— start of PROVIDED ENTRIES —

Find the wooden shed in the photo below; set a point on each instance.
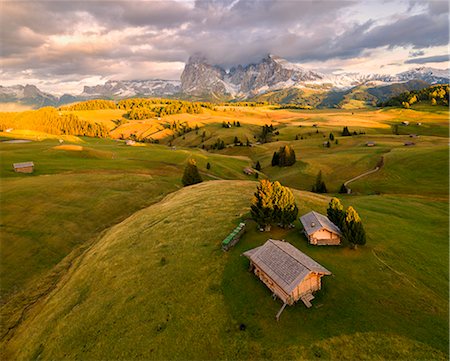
(25, 167)
(320, 230)
(248, 171)
(290, 274)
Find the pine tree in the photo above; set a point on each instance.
(352, 229)
(262, 205)
(191, 174)
(275, 159)
(335, 212)
(319, 186)
(343, 189)
(285, 209)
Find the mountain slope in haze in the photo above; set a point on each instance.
(201, 80)
(27, 95)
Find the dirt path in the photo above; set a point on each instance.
(376, 169)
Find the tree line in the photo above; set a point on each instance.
(437, 94)
(273, 203)
(348, 221)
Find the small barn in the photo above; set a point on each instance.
(25, 167)
(320, 230)
(289, 273)
(249, 171)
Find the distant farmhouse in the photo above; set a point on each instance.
(290, 274)
(320, 230)
(26, 167)
(249, 171)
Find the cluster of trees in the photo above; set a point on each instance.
(49, 120)
(273, 203)
(437, 94)
(229, 125)
(284, 157)
(295, 106)
(244, 104)
(346, 133)
(319, 186)
(219, 144)
(191, 175)
(348, 221)
(143, 108)
(266, 133)
(96, 104)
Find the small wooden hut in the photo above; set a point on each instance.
(25, 167)
(290, 274)
(248, 171)
(320, 230)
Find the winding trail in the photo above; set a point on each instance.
(376, 169)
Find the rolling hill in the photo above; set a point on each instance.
(160, 276)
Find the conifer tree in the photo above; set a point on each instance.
(262, 205)
(335, 212)
(352, 229)
(275, 159)
(191, 174)
(319, 186)
(285, 209)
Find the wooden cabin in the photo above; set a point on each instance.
(320, 230)
(290, 274)
(248, 171)
(25, 167)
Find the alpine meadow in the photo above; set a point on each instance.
(224, 180)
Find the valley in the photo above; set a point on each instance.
(102, 248)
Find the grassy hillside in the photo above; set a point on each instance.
(160, 276)
(77, 191)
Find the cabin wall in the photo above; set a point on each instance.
(24, 170)
(272, 285)
(310, 284)
(324, 237)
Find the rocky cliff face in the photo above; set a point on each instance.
(274, 73)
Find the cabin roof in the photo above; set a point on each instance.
(284, 263)
(23, 165)
(313, 222)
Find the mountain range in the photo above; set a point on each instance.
(271, 79)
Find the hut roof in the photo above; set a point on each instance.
(313, 222)
(23, 165)
(284, 263)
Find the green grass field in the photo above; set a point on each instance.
(105, 256)
(161, 274)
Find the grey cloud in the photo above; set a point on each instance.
(428, 59)
(416, 53)
(228, 32)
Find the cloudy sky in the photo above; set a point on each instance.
(62, 45)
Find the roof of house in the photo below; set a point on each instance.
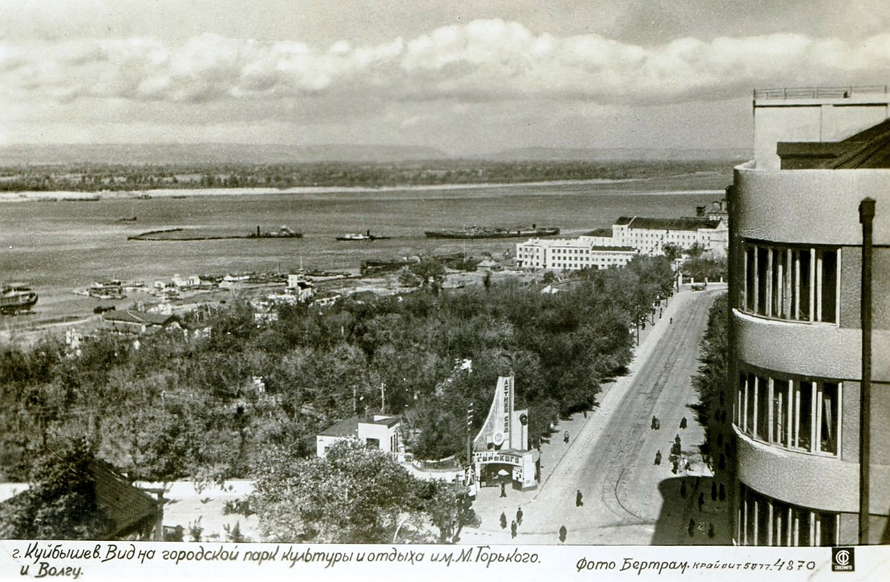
(868, 149)
(349, 426)
(128, 507)
(686, 223)
(139, 317)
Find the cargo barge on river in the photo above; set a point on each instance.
(16, 297)
(470, 232)
(182, 234)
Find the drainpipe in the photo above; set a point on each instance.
(866, 218)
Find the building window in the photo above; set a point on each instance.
(798, 414)
(764, 521)
(791, 283)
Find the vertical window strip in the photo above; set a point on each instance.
(768, 304)
(796, 285)
(818, 283)
(812, 282)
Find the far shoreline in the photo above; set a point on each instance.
(78, 196)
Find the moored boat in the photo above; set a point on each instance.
(493, 232)
(16, 297)
(361, 236)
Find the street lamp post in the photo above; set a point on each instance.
(866, 218)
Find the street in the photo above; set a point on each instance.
(627, 499)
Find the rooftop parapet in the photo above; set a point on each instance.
(821, 92)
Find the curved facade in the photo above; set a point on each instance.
(796, 364)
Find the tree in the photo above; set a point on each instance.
(61, 502)
(449, 509)
(353, 495)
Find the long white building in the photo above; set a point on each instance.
(571, 254)
(649, 235)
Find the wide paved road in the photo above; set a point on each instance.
(625, 496)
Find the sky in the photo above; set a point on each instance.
(464, 76)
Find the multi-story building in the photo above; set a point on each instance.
(649, 235)
(571, 254)
(796, 356)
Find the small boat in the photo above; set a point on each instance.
(16, 297)
(110, 289)
(358, 236)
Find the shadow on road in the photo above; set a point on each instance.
(690, 516)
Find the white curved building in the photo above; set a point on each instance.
(796, 252)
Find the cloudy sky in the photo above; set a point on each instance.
(465, 76)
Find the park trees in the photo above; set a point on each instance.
(353, 495)
(61, 502)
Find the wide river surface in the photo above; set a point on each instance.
(58, 246)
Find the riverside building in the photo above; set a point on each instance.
(571, 254)
(796, 340)
(650, 235)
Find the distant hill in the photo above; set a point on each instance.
(214, 153)
(543, 154)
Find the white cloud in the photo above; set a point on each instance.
(484, 60)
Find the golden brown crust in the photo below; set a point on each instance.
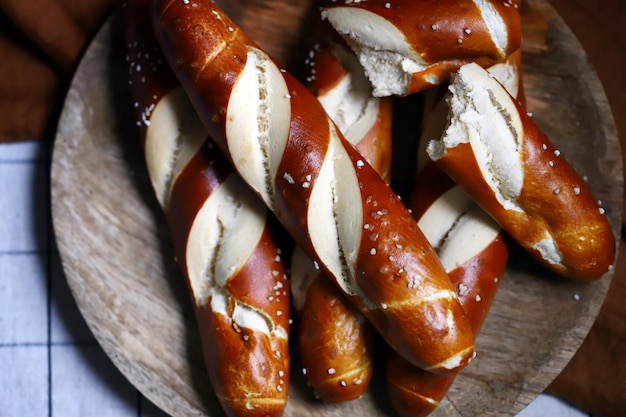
(444, 34)
(248, 368)
(555, 202)
(403, 257)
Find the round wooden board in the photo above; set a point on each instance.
(119, 262)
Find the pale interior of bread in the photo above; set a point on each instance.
(381, 48)
(350, 103)
(223, 236)
(457, 228)
(335, 215)
(173, 136)
(483, 114)
(257, 123)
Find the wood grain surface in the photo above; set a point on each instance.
(119, 262)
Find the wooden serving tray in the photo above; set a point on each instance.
(119, 261)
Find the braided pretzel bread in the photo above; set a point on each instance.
(329, 199)
(335, 341)
(494, 150)
(474, 253)
(404, 55)
(226, 251)
(450, 219)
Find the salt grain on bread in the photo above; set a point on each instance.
(494, 150)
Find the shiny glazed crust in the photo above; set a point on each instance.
(532, 192)
(356, 229)
(238, 288)
(413, 391)
(402, 56)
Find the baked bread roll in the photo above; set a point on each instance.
(407, 46)
(336, 343)
(221, 235)
(494, 150)
(329, 199)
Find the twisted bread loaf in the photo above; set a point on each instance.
(231, 261)
(404, 55)
(494, 150)
(335, 341)
(330, 200)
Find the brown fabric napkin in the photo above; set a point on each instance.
(40, 44)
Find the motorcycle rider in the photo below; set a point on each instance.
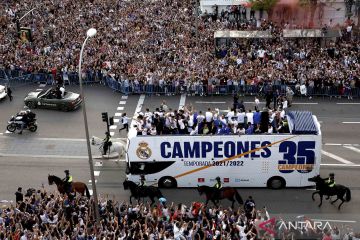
(107, 143)
(26, 117)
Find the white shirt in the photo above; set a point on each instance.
(303, 89)
(181, 124)
(200, 118)
(230, 115)
(208, 116)
(250, 117)
(125, 120)
(241, 117)
(285, 104)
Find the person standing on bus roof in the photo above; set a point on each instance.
(218, 184)
(142, 181)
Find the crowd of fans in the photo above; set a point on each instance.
(164, 42)
(48, 215)
(237, 120)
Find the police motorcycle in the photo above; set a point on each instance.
(15, 122)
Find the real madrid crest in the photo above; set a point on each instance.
(143, 151)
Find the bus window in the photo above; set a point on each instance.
(148, 167)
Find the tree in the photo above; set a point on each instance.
(264, 5)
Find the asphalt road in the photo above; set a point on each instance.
(26, 160)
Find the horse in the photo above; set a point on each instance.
(323, 189)
(141, 192)
(118, 147)
(75, 186)
(211, 193)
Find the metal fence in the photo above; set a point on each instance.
(19, 78)
(200, 90)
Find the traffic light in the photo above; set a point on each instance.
(111, 121)
(104, 117)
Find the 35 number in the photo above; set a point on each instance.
(301, 153)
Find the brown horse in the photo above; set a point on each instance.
(215, 195)
(79, 187)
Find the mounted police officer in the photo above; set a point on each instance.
(107, 143)
(331, 180)
(217, 186)
(67, 181)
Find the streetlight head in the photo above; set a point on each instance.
(91, 32)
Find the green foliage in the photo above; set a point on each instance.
(265, 5)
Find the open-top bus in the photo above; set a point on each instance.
(258, 160)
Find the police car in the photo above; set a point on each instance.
(48, 99)
(2, 92)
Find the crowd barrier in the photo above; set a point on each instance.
(248, 90)
(126, 87)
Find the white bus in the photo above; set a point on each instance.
(262, 160)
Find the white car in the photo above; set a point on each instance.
(2, 92)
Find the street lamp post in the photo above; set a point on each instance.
(90, 33)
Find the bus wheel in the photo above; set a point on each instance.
(276, 183)
(167, 182)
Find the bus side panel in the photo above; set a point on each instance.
(199, 159)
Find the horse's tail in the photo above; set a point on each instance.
(87, 192)
(238, 197)
(348, 194)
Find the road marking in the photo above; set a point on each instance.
(98, 164)
(45, 156)
(333, 144)
(353, 148)
(339, 165)
(209, 102)
(334, 220)
(333, 156)
(340, 144)
(182, 101)
(348, 103)
(304, 103)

— end of PROVIDED ENTRIES —

### GOAL:
Rewrite the records above as a numbered list with blank lines omitted, starting at the line that contains "Find the 35" and continuing through the last line of the records.

### OUTPUT OF THE EXERCISE:
1. Find the 35 number in the photo above; set a point on each instance.
2. (301, 153)
3. Find the brown horse in the photo above; set a point on each instance.
4. (215, 195)
5. (79, 187)
6. Find the mounted police officer in the photo above; set a point on each instance.
7. (107, 143)
8. (331, 180)
9. (217, 186)
10. (67, 181)
11. Find the streetlight head in the photo above; set a point on each instance.
12. (91, 32)
13. Find the green foliage in the photo above; set a point on each instance.
14. (265, 5)
15. Find the open-top bus in the photo above; set a point on each instance.
16. (258, 160)
17. Find the police car in the photo above; set a point on each instance.
18. (48, 99)
19. (2, 92)
20. Find the crowd barrier in the photo above; set a point on each instance.
21. (248, 90)
22. (126, 87)
23. Find the white bus in the photo above; set a point on each instance.
24. (262, 160)
25. Find the white car in the photo above; set a point on each instance.
26. (2, 92)
27. Find the street lamp post in the photo above; set a point on each instance.
28. (90, 33)
29. Find the bus wheel in the photo above; set a point on each instance.
30. (276, 183)
31. (167, 182)
32. Find the bus side panel in the photo above; set a point on each instance.
33. (199, 159)
34. Find the horse's tail in the photo above; set a point on each instance.
35. (87, 192)
36. (238, 197)
37. (348, 194)
38. Find the road marking in the photo above; set a point on each instance.
39. (98, 164)
40. (45, 156)
41. (333, 144)
42. (353, 148)
43. (339, 165)
44. (209, 102)
45. (334, 220)
46. (333, 156)
47. (340, 144)
48. (182, 101)
49. (348, 103)
50. (304, 103)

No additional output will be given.